Prompt
A faithful copy of every record is needed here. Images must not appear in it.
Start of Block
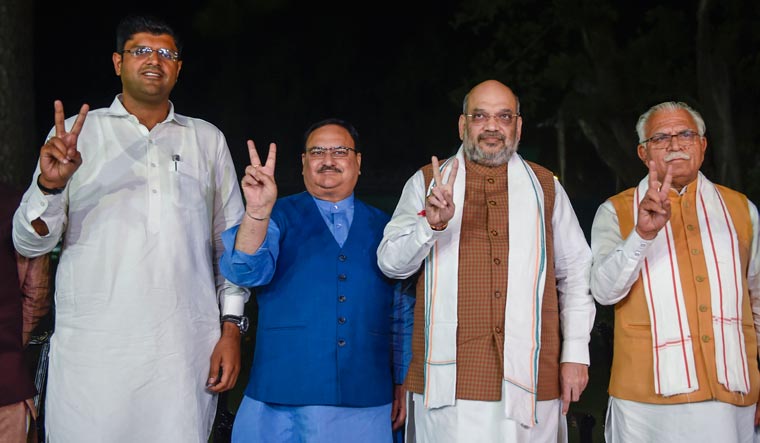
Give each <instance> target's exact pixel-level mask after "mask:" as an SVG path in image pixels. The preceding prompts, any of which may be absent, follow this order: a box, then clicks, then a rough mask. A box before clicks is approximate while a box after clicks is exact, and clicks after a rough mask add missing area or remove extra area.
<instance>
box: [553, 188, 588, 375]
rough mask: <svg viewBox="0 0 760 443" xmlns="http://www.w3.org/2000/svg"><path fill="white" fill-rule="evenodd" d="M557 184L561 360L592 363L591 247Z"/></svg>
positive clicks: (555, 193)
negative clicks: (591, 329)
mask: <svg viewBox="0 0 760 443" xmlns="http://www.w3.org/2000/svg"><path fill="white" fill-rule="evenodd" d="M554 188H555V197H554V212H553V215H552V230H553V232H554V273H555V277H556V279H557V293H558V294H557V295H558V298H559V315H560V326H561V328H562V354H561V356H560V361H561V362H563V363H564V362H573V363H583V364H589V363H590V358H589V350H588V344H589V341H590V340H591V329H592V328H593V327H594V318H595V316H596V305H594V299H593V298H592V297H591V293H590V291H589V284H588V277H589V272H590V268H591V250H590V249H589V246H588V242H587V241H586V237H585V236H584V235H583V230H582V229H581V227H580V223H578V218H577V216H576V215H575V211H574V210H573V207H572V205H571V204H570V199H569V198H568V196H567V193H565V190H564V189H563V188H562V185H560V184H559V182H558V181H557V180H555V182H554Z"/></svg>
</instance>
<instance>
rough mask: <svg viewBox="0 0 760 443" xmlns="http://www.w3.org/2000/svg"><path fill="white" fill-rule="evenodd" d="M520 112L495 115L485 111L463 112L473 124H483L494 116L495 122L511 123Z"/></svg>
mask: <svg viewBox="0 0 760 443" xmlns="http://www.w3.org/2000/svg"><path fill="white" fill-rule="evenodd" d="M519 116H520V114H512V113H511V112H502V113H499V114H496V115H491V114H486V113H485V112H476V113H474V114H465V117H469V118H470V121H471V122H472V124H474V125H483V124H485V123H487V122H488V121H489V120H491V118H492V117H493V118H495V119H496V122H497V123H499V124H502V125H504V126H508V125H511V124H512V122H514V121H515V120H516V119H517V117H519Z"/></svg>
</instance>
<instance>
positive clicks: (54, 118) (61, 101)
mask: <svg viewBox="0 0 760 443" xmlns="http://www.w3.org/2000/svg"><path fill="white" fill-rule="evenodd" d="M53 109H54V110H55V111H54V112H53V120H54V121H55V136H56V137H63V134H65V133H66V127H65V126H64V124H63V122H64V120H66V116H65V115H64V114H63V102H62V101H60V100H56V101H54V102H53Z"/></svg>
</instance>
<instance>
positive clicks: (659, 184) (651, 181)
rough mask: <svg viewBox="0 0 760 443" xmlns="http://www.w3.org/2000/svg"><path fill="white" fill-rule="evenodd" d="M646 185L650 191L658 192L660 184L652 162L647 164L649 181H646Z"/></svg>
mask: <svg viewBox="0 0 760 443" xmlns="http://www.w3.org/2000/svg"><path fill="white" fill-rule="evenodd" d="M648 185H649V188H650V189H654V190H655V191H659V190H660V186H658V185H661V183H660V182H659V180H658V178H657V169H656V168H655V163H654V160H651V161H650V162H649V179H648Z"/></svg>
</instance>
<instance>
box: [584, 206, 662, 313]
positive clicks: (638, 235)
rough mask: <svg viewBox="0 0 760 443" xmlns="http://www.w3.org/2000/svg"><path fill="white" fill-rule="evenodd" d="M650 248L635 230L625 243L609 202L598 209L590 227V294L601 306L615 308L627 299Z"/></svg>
End of Block
Task answer
Give each <instance> target's exact pixel-level mask after "mask:" as an SVG path in image pixels. The preceding prompts, any of which may be absent, follow this order: a box, then clicks, then a rough mask. A box before clicks is approximate while a box after clicks is exact, and clicks after a rough mask add missing area or remove extra area.
<instance>
box: [553, 188, 588, 375]
rough mask: <svg viewBox="0 0 760 443" xmlns="http://www.w3.org/2000/svg"><path fill="white" fill-rule="evenodd" d="M557 184L561 360L592 363L591 247Z"/></svg>
positive clicks: (555, 193)
negative clicks: (591, 329)
mask: <svg viewBox="0 0 760 443" xmlns="http://www.w3.org/2000/svg"><path fill="white" fill-rule="evenodd" d="M554 188H555V197H554V212H553V215H552V230H553V232H554V273H555V277H556V279H557V293H558V294H557V295H558V298H559V315H560V326H561V328H562V354H561V356H560V361H561V362H563V363H564V362H573V363H583V364H589V363H590V358H589V350H588V344H589V341H590V340H591V329H592V328H593V327H594V318H595V316H596V305H594V299H593V298H592V297H591V293H590V291H589V284H588V277H589V272H590V268H591V250H590V249H589V246H588V242H587V241H586V237H585V236H584V235H583V230H582V229H581V227H580V223H578V218H577V216H576V215H575V211H574V210H573V207H572V205H571V204H570V199H569V198H568V196H567V193H565V190H564V189H563V188H562V185H560V184H559V182H558V181H557V180H555V182H554Z"/></svg>
</instance>
<instance>
rough mask: <svg viewBox="0 0 760 443" xmlns="http://www.w3.org/2000/svg"><path fill="white" fill-rule="evenodd" d="M520 112L495 115L485 111L463 112L473 124H483L494 116L495 122L511 123Z"/></svg>
mask: <svg viewBox="0 0 760 443" xmlns="http://www.w3.org/2000/svg"><path fill="white" fill-rule="evenodd" d="M519 116H520V114H512V113H511V112H502V113H499V114H496V115H491V114H486V113H485V112H476V113H474V114H465V117H469V118H470V121H471V122H472V124H474V125H483V124H485V123H487V122H488V121H489V120H491V118H492V117H493V118H495V119H496V122H497V123H499V124H502V125H504V126H508V125H511V124H512V122H514V121H515V120H516V119H517V117H519Z"/></svg>
</instance>
<instance>
positive clicks: (54, 118) (61, 101)
mask: <svg viewBox="0 0 760 443" xmlns="http://www.w3.org/2000/svg"><path fill="white" fill-rule="evenodd" d="M53 109H54V110H55V111H54V112H53V120H54V121H55V136H56V137H63V134H65V133H66V127H65V126H64V124H63V122H64V120H66V116H65V115H64V114H63V102H62V101H60V100H56V101H54V102H53Z"/></svg>
</instance>
<instance>
positive clicks: (659, 184) (651, 181)
rough mask: <svg viewBox="0 0 760 443" xmlns="http://www.w3.org/2000/svg"><path fill="white" fill-rule="evenodd" d="M646 185L650 191L658 192L660 184L652 162L647 164L649 181H646Z"/></svg>
mask: <svg viewBox="0 0 760 443" xmlns="http://www.w3.org/2000/svg"><path fill="white" fill-rule="evenodd" d="M648 185H649V188H650V189H654V190H655V191H659V190H660V186H658V185H661V183H660V182H659V180H658V178H657V169H656V168H655V163H654V160H651V161H650V162H649V179H648Z"/></svg>
</instance>
<instance>
box: [584, 206, 662, 313]
positive clicks: (638, 235)
rough mask: <svg viewBox="0 0 760 443" xmlns="http://www.w3.org/2000/svg"><path fill="white" fill-rule="evenodd" d="M650 248L635 230L625 243L609 202L598 209L590 227V294L601 306L615 308L627 299Z"/></svg>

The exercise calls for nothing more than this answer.